_EXERCISE TASKS_
1) Answer these questions using the debt ceiling article:
(a) What securities did the Treasury say it would stop selling at noon EDT on March 15?
(b) Until when did Bipartisan Policy Center analysts estimate that a U.S. payments default could be staved off?
(c) What did past extraordinary measures authorize the Treasury to issue to the pensions' trust funds?
2) Please pick up the debt ceiling article after its final sentence and keep writing it.

_PAGE_
Last week, the U.S. Treasury Department announced that it will immediately begin employing “extraordinary measures” to ensure that the U.S. government’s total public debt outstanding stays below whatever level it will have reached at the end of the Ides of March. Reuters’ David Lawder reports on what that means:
U.S. Treasury Secretary Steven Mnuchin on Thursday called on Congress to raise the federal debt ceiling “at the first opportunity” and announced the first of several likely cash management measures aimed at staving off a U.S. default.
The Treasury said it would suspend sales of State and Local Government Series securities, known as “slugs,” effective noon EDT on March 15. A debt ceiling suspension expires at the end of that day….
Mnuchin said additional “extraordinary measures” to avoid default would likely be taken….
Analysts at the Bipartisan Policy Center, a Washington think tank, estimated last week that a U.S. payments default could be staved off until October or November with Treasury’s cash conservation efforts.
In the past, such extraordinary measures have meant doing things like delaying scheduled contributions to pension plans for civilian government employees and the military, and authorizing the U.S. Treasury to issue I.O.U.s to the pensions’ trust funds. These funds were then reimbursed immediately after the debt ceiling was increased to allow more new federal borrowing.

Segmentation dataset records
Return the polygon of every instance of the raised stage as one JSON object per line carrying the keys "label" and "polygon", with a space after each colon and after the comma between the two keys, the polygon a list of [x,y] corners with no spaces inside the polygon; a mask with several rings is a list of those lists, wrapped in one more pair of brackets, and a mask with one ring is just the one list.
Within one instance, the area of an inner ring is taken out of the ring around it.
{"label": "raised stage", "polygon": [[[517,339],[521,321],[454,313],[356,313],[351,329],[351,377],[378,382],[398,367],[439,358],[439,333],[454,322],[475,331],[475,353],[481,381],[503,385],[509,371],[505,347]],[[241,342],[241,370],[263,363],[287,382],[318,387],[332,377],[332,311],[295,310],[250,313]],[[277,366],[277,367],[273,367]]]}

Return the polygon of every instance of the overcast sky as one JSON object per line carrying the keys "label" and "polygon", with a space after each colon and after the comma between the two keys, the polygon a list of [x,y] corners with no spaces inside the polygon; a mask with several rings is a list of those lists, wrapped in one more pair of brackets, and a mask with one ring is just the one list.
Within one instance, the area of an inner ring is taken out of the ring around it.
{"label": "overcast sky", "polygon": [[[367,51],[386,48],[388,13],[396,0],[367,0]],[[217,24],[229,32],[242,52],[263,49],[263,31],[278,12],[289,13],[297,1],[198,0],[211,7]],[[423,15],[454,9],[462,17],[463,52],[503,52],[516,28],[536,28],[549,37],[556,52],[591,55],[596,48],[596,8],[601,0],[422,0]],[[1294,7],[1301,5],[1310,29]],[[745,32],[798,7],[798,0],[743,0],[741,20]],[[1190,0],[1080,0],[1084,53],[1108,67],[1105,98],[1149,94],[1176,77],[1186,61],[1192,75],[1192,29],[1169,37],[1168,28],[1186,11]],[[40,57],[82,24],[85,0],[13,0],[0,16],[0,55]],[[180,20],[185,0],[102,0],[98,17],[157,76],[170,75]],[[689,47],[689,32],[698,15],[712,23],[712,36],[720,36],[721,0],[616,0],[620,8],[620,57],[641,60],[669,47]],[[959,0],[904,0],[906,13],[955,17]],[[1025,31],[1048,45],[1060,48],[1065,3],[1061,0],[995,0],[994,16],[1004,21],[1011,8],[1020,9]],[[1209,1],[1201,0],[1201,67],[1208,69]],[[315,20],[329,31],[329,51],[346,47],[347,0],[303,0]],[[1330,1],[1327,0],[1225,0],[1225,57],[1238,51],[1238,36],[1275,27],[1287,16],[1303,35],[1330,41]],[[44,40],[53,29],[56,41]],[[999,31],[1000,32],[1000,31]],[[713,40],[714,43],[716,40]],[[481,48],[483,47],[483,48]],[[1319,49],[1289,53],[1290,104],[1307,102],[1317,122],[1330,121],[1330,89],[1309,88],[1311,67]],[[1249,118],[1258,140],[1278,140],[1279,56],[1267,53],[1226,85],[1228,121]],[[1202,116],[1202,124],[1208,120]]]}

_RESULTS OF THE TASKS_
1)
(a) State and Local Government Series securities, known as "slugs."
(b) October or November.
(c) I.O.U.s.

2)
These extraordinary measures follow on the heels of other measures that the U.S. Treasury Department began using several months ago, as it began more actively managing the rate of growth of the U.S. national debt in advance of the reimposition of the debt ceiling on March 16, 2017. Barron’s Teresa Rivas reported before the holidays last December:
With 2017 just around the corner, Congress has its work cut out for it, as it must approve an increase to the US government’s debt ceiling. If it doesn’t, that could translate into volatility for Treasuries, according to Invesco’s Justin Mandeville.
In his latest note, Mandeville writes that if Congress doesn’t raise the debt ceiling, the Treasury’s cash balance—regulated by law—would have to decrease “dramatically,” which would in turn curtail Treasury bill issuance.
The Treasury has already started trying to address this possibility, drawing down its cash balance to meet the law’s mandate if necessary, and recent T bill auctions have been scaled back. With little incentive to change this in the first quarter, he says investors should expect low auction sizes that put pressure on rates.
If Congress doesn’t act, then the Treasury can use “extraordinary measures” to avoid default, but that would only give it breathing space until mid-year.
March 16, 2017, is also significant because the White House has announced that it will issue a preview of President Trump’s first official budget proposal, to be released in full in mid-April. Called the “skinny budget,” here’s how Michelle Cottle of The Atlantic described it:
Within the next couple of weeks, things are going to get vastly less breezy, when the White House officially drops its 2018 “skinny budget” on Congress. This will give lawmakers their first real peek at Trump’s economic priorities––beyond his usual unicorns-for-all pledge to slash taxes while spending willy-nilly on things like infrastructure and immigration enforcement.
At that point, stuff starts getting real.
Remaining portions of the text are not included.